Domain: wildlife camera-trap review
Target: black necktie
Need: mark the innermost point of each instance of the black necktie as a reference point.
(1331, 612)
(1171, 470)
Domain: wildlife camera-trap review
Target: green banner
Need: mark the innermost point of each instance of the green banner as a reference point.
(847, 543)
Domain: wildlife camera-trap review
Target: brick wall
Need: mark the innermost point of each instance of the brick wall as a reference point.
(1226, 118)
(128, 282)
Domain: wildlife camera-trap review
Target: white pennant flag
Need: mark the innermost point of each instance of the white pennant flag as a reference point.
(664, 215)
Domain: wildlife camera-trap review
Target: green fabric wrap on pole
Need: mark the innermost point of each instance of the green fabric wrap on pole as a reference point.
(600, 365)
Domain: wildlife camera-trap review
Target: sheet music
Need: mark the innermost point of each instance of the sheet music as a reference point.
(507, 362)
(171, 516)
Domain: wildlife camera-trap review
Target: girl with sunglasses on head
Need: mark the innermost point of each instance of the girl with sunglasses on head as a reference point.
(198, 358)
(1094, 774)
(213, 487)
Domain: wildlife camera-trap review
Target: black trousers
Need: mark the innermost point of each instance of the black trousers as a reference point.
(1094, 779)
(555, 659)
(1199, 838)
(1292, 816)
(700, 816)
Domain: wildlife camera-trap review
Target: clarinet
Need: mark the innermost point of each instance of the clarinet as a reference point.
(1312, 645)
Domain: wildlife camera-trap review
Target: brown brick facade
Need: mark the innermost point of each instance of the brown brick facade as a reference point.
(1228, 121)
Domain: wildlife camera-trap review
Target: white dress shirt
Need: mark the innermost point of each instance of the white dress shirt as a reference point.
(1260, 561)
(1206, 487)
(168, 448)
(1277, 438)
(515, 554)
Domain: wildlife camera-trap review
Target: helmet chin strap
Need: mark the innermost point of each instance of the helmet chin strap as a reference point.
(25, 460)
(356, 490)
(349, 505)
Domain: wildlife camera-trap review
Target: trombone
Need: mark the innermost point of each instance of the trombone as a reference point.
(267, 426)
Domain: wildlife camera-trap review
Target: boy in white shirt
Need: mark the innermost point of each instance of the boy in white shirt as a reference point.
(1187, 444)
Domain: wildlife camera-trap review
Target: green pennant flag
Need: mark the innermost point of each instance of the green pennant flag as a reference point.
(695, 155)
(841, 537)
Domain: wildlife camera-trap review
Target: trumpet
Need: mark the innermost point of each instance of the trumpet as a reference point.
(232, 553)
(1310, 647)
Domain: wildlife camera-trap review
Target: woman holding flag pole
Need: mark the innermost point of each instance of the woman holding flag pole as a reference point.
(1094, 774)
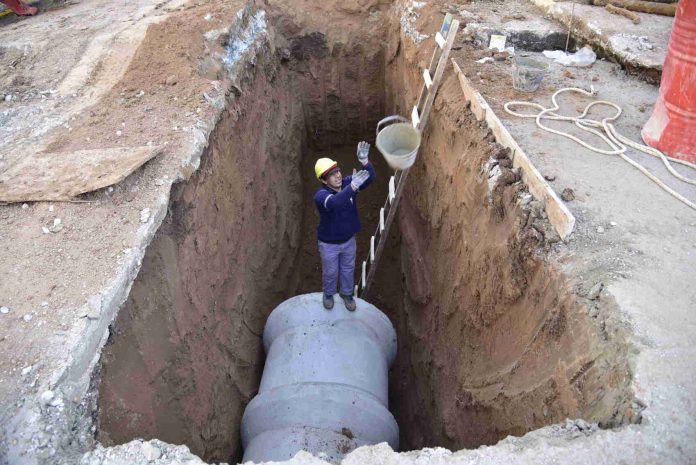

> Énoncé
Présentez l'ensemble des enregistrements ci-dessus sous forme de tableau Markdown à deux colonnes, « N° » pour le numéro de rang et « Ligne » pour le texte de chaque ligne, en laissant de côté les lignes vides. N'incluez pas les images dans votre réponse.

> Corrigé
| N° | Ligne |
|---|---|
| 1 | Domain: wildlife camera-trap review |
| 2 | Target: black necktie |
| 3 | Need: mark the innermost point of each instance of the black necktie as a reference point. |
| 4 | (1331, 612) |
| 5 | (1171, 470) |
| 6 | Domain: wildlife camera-trap review |
| 7 | Target: green banner |
| 8 | Need: mark the innermost point of each instance of the green banner as a reference point. |
| 9 | (847, 543) |
| 10 | Domain: wildlife camera-trap review |
| 11 | Target: brick wall |
| 12 | Need: mark the innermost point of each instance of the brick wall as a reference point. |
| 13 | (1226, 118) |
| 14 | (128, 282) |
| 15 | Domain: wildlife camera-trap review |
| 16 | Target: white pennant flag |
| 17 | Need: mark the innermost point of each instance of the white pennant flag as a reference point. |
| 18 | (664, 215) |
| 19 | Domain: wildlife camera-trap review |
| 20 | Target: green fabric wrap on pole |
| 21 | Need: mark the innermost point of each instance of the green fabric wrap on pole as a reference point. |
| 22 | (600, 365) |
| 23 | Domain: wildlife camera-trap review |
| 24 | Target: sheet music |
| 25 | Need: mark the innermost point of each instance of the sheet music as a reference point. |
| 26 | (507, 362) |
| 27 | (171, 516) |
| 28 | Domain: wildlife camera-trap review |
| 29 | Target: girl with sunglasses on head |
| 30 | Need: mark the innermost point of each instance of the girl with sunglasses on head as a reference point. |
| 31 | (198, 358) |
| 32 | (1094, 774) |
| 33 | (213, 487) |
| 34 | Domain: wildlife camera-trap review |
| 35 | Target: black trousers |
| 36 | Need: mark the innermost point of each instance of the black trousers as a reference point. |
| 37 | (1094, 779) |
| 38 | (555, 659) |
| 39 | (1199, 838) |
| 40 | (1292, 816) |
| 41 | (700, 816) |
| 42 | Domain: wildlife camera-trap review |
| 43 | Target: clarinet |
| 44 | Need: mark the innermost point of each instance of the clarinet as a reference point. |
| 45 | (1312, 645) |
| 46 | Domain: wildlife camera-trap review |
| 47 | Target: brown brick facade |
| 48 | Need: mark the innermost point of each instance of the brown brick facade as a reference point. |
| 49 | (1228, 121) |
| 50 | Domain: wildlife camera-trap review |
| 51 | Target: white dress shirt |
| 52 | Need: mark the innermost point of each instance of the white dress shirt as a reference point. |
| 53 | (1260, 561) |
| 54 | (1206, 487) |
| 55 | (168, 448) |
| 56 | (1277, 438) |
| 57 | (515, 554) |
| 58 | Domain: wildlife camera-trap review |
| 59 | Target: helmet chin strap |
| 60 | Need: mark the innermost point of each instance of the helmet chin strap as a reference point. |
| 61 | (25, 460) |
| 62 | (356, 490) |
| 63 | (349, 505) |
| 64 | Domain: wildlife camera-trap review |
| 65 | Target: trombone |
| 66 | Need: mark the innermost point of each instance of the trombone as a reference point. |
| 67 | (267, 426) |
| 68 | Domain: wildlife camera-trap review |
| 69 | Target: boy in white shirt |
| 70 | Need: mark the innermost point of each instance of the boy in white shirt as a reference point. |
| 71 | (1187, 444) |
| 72 | Domain: wildlife camera-trap review |
| 73 | Target: green pennant flag |
| 74 | Need: mark the innermost point of each instance of the green pennant flag as a reference point. |
| 75 | (695, 155) |
| 76 | (841, 537) |
| 77 | Domain: wildlife camera-trap review |
| 78 | Target: trumpet |
| 79 | Need: mark the innermost point of each instance of the trumpet as a reference point. |
| 80 | (232, 553) |
| 81 | (1310, 647) |
| 82 | Domain: wildlife camera-trap review |
| 83 | Target: woman holding flag pole |
| 84 | Need: mark the innermost point of each instance of the woman holding flag pole as a reference point. |
| 85 | (1094, 774) |